# Kitten attacking people



## francescah (Feb 6, 2011)

Help please!

Paddy is about 16 weeks. We've had him for 2 weeks now. At first he was very loving, especially with me. In the last few days his personality seems to have completely changed. 
He's started biting really badly, and totally unprovoked. Last night he bit my H's hand during the night. Not just a little kitten nip, a big hard bite that has taken a chunk out of his palm. He jumps at me and attaches himself to my arm/leg and bites.

What can I do to stop him? We've got 2 children and they're petrified of him, although he's never bitten them he does lunge towards them as if he's going to


----------



## buffie (May 31, 2010)

Hi sorry to hear you are having problems with your kitten.You have my sympathy,I have a ragdoll who has just had his first birthday.He was a vicious thug for many months,I had to seek professional help in the end.Between pet behaviourist and the many wise ,supportive folks on here I now have a far more pleasant cat,He still can bite but the difference is he now knows he shouldnt, and stops.Have a read of this link it has a lot of very helpful advice.NERVOUS AND AGGRESSIVE CATS Good luck and if you think I can help you ,as I have been through this ,please feel free to contact me by PM.


----------



## CandyApocalypse (Feb 8, 2011)

Sorry, I don't have a huge amount of advice beyond the whole reward good behavior and ignore bad. But, I just wanted to say thanks for posting that article Buffie, it was an interesting read.


----------



## Gratch (Aug 22, 2010)

If you play so that they attack your hands then you need to stop them seeing your hands as a target. Best thing I think would be to distract them with a toy. In worst case scenario, rename Godzilla.


----------



## portal4animals (Feb 17, 2011)

Referring expression pointing data:

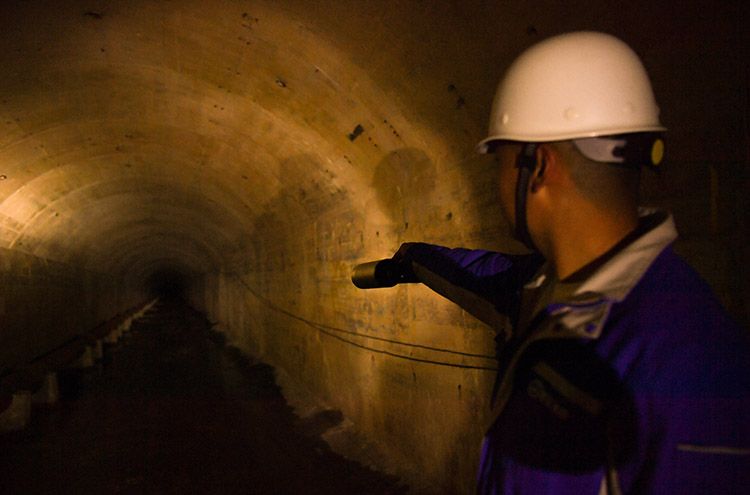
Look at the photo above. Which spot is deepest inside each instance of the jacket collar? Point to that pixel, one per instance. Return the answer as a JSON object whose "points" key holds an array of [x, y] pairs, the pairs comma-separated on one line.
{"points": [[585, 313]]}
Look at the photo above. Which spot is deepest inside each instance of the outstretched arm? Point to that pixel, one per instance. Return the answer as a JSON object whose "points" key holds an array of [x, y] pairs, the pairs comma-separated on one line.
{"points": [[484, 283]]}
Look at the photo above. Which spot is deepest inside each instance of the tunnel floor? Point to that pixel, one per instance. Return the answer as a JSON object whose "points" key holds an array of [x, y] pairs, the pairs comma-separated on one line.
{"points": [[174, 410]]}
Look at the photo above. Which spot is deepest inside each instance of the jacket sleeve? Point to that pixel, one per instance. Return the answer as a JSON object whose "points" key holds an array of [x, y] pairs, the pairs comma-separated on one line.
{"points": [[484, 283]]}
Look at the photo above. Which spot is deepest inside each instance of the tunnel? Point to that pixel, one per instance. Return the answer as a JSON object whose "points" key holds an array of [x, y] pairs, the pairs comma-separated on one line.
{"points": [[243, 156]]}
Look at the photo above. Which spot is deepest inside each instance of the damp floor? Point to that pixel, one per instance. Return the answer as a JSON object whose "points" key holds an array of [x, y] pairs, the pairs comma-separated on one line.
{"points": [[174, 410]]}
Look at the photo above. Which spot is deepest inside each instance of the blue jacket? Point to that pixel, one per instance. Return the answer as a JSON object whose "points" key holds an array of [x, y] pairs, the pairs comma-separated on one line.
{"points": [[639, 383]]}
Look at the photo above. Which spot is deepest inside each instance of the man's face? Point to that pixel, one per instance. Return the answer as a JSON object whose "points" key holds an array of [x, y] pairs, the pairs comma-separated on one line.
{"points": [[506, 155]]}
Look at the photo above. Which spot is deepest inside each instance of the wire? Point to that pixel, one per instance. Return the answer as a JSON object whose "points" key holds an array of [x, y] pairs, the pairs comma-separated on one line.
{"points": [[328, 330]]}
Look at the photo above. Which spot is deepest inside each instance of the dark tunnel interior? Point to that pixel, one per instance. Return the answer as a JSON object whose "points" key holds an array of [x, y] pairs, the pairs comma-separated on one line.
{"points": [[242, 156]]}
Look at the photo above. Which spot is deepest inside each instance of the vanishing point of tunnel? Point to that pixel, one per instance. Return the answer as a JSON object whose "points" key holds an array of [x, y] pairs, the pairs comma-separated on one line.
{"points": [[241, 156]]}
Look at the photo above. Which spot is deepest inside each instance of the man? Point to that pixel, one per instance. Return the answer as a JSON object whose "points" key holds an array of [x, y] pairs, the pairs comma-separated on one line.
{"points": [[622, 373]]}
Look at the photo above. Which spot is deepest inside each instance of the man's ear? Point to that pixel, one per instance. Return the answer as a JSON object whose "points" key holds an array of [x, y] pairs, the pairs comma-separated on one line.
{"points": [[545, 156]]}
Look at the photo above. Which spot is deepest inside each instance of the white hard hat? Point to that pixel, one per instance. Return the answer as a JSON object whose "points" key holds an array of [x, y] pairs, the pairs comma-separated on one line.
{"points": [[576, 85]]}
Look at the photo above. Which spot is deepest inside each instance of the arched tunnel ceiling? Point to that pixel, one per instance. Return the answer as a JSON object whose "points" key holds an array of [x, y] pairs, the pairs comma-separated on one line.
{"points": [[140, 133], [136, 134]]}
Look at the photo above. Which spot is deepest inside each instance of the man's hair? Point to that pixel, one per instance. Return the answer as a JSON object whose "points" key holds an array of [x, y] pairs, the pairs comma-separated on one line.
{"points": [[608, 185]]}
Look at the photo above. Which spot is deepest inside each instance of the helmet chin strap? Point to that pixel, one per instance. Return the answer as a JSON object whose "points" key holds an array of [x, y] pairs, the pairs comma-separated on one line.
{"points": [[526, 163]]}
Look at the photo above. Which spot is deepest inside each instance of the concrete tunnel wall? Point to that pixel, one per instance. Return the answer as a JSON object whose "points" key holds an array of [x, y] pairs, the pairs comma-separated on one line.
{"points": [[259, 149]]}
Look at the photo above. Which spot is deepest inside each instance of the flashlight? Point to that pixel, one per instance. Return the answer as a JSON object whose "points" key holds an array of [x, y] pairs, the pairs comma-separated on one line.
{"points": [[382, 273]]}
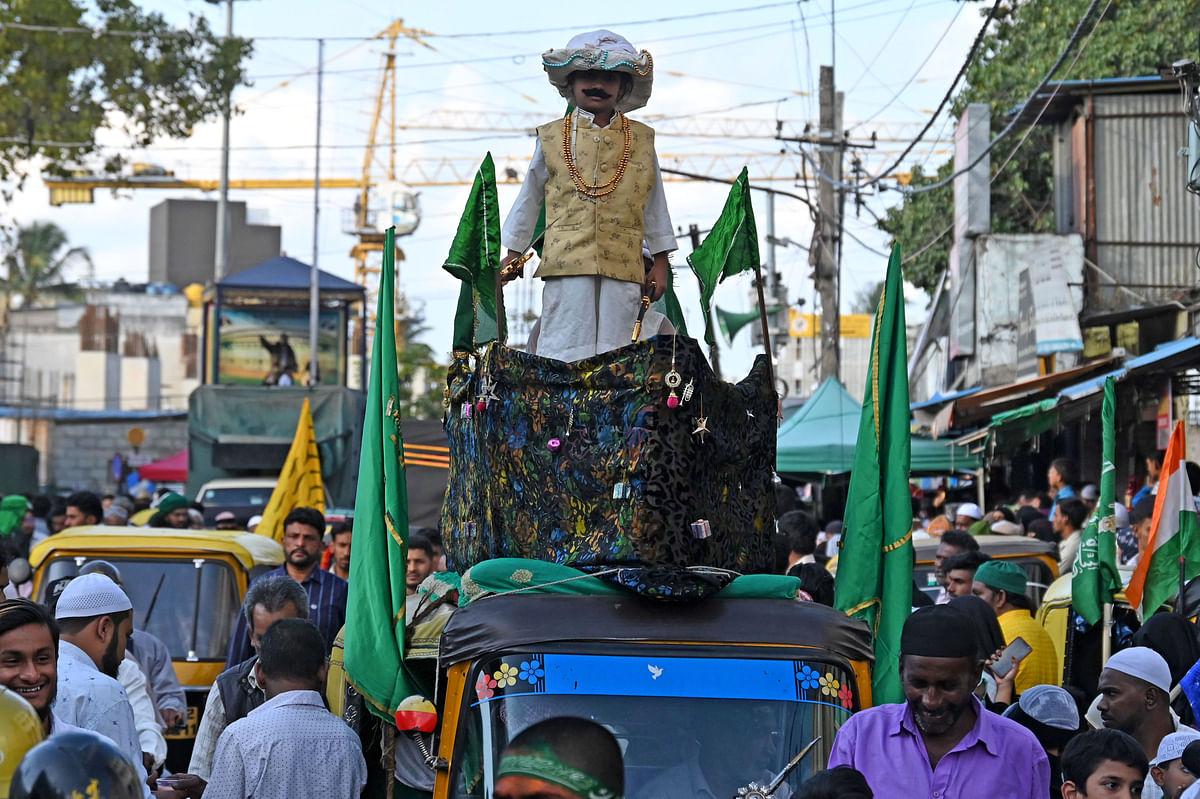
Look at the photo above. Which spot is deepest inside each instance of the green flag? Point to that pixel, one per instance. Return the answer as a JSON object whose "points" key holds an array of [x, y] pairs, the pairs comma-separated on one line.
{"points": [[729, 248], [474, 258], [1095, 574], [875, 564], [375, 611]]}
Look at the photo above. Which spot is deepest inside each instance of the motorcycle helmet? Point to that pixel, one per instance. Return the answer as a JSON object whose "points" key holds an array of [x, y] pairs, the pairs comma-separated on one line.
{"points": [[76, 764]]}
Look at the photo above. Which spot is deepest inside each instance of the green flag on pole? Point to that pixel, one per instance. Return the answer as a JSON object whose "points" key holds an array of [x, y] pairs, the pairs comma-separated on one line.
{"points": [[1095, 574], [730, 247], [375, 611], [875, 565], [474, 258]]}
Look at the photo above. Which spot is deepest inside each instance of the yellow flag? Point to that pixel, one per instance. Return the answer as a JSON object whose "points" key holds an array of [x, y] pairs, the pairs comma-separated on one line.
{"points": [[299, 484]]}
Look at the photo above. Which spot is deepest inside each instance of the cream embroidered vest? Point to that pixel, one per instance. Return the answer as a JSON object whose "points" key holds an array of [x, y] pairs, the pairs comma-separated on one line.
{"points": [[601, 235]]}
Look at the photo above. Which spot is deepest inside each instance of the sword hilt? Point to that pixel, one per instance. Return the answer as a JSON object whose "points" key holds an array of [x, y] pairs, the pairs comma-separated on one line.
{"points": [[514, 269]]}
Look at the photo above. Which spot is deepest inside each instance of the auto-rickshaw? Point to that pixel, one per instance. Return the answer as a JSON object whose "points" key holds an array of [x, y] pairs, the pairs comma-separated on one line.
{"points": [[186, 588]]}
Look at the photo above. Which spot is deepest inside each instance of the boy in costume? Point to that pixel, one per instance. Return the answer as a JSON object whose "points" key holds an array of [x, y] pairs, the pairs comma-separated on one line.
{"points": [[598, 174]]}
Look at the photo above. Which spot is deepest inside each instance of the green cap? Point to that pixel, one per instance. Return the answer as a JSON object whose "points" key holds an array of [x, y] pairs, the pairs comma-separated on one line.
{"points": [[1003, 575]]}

---

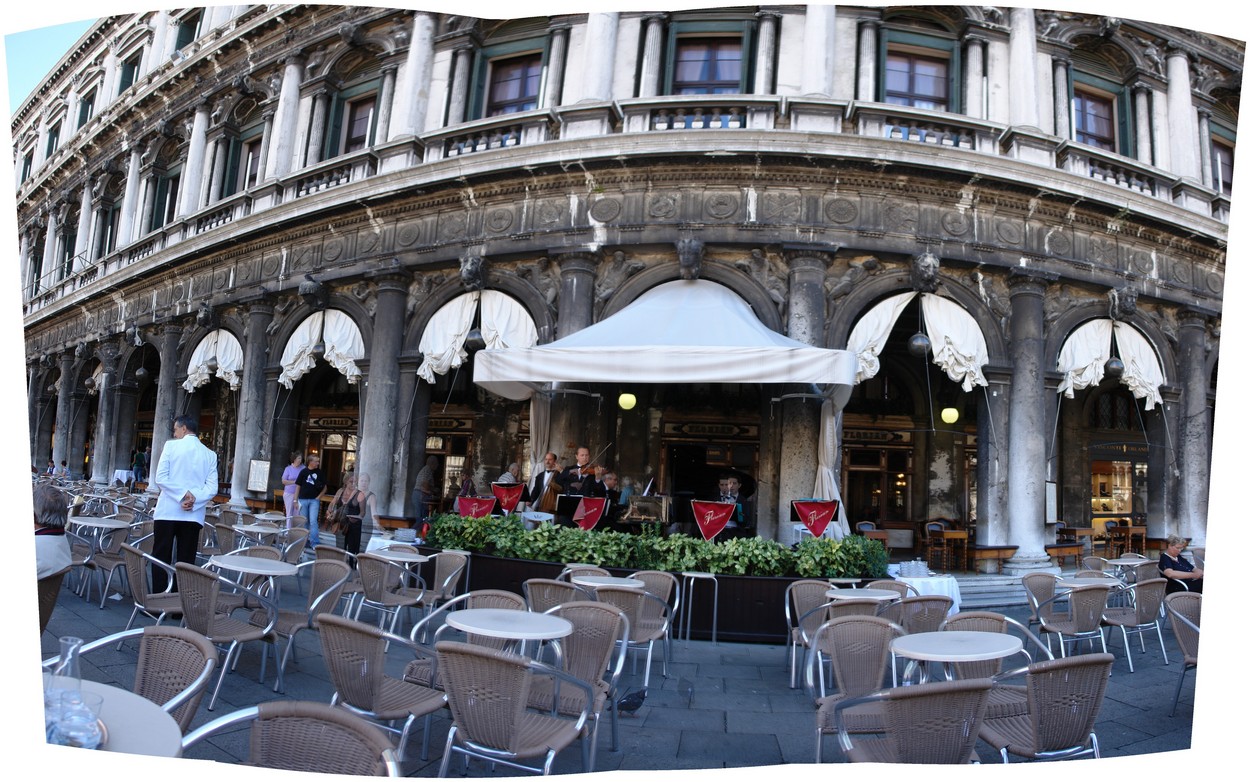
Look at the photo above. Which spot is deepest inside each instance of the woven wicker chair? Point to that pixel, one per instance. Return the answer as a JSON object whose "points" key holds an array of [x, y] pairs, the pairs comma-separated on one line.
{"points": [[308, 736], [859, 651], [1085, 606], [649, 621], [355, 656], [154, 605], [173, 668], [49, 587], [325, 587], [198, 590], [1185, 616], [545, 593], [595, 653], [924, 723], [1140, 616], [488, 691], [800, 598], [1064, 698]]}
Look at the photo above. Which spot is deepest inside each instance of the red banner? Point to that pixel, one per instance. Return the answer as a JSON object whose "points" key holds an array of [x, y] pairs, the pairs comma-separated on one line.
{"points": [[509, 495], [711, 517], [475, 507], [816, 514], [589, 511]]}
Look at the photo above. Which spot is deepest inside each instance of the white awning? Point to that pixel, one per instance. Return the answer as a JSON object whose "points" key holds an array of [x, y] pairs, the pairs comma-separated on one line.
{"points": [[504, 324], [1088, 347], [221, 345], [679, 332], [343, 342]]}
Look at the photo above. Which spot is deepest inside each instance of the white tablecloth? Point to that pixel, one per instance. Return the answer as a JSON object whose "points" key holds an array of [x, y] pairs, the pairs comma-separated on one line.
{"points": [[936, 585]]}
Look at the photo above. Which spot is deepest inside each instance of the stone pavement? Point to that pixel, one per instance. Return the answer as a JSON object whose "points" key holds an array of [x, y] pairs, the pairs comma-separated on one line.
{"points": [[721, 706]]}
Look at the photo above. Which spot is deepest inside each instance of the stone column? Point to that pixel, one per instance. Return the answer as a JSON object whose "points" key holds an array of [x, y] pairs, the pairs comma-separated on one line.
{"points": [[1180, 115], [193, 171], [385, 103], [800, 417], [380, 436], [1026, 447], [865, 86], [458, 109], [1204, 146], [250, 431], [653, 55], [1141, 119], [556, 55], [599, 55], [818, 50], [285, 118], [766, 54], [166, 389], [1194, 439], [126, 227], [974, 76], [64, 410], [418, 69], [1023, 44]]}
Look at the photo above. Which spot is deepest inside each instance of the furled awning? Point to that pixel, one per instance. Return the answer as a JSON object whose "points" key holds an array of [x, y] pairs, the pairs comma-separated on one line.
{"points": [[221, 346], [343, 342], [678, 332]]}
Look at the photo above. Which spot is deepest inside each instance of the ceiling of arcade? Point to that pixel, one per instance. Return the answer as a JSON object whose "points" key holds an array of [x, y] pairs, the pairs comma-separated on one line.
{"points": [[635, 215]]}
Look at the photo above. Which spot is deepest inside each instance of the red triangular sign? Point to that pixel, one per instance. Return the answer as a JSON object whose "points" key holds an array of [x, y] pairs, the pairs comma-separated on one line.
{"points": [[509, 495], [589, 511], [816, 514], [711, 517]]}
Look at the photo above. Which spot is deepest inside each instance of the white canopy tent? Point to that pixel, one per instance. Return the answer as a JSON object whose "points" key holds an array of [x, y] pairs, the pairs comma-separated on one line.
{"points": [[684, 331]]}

...

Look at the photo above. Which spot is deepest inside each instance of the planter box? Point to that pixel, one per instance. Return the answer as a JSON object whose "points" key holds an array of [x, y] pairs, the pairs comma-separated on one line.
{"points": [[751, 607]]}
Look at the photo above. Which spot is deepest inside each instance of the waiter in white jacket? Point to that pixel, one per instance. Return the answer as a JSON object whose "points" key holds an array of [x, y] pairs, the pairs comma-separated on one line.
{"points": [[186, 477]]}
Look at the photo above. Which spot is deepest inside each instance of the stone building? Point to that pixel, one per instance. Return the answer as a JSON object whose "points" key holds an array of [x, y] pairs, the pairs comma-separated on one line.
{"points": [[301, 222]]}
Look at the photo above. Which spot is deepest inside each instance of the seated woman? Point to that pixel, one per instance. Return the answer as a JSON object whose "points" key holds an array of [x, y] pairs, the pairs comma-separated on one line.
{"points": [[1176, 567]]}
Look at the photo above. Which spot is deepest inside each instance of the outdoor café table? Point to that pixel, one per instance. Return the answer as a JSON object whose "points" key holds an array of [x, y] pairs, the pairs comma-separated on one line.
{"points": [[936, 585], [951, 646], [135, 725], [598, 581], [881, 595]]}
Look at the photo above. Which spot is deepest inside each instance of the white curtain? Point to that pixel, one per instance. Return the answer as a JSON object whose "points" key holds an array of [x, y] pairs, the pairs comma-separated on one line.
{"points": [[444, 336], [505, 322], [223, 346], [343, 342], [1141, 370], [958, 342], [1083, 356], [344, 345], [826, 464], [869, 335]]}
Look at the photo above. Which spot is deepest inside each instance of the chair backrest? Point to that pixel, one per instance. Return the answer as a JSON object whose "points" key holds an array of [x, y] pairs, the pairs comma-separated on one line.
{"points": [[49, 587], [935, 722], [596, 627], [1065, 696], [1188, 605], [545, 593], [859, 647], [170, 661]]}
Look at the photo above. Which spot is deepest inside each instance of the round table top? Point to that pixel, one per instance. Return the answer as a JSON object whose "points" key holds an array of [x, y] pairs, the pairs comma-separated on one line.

Exercise requirements:
a - In one to three sentences, explain why buffie invites the poster in the kitten thread to get in touch by PM.
b - Answer these questions about the kitten thread, one answer per line:
(i) How old is Paddy?
(ii) What breed is buffie's cat?
(iii) What does Gratch suggest using to distract the kitten?
c - Retype a passage of the kitten thread, beginning at the words "What can I do" and stopping after "contact me by PM.".
Answer from the thread alone.

List of solutions:
a - buffie has been through the same problem. Her ragdoll was a vicious thug for many months, and it took professional help before he became a far more pleasant cat.

b -
(i) About 16 weeks.
(ii) A ragdoll.
(iii) A toy.

c -
What can I do to stop him? We've got 2 children and they're petrified of him, although he's never bitten them he does lunge towards them as if he's going to


----------



## buffie (May 31, 2010)

Hi sorry to hear you are having problems with your kitten.You have my sympathy,I have a ragdoll who has just had his first birthday.He was a vicious thug for many months,I had to seek professional help in the end.Between pet behaviourist and the many wise ,supportive folks on here I now have a far more pleasant cat,He still can bite but the difference is he now knows he shouldnt, and stops.Have a read of this link it has a lot of very helpful advice.NERVOUS AND AGGRESSIVE CATS Good luck and if you think I can help you ,as I have been through this ,please feel free to contact me by PM.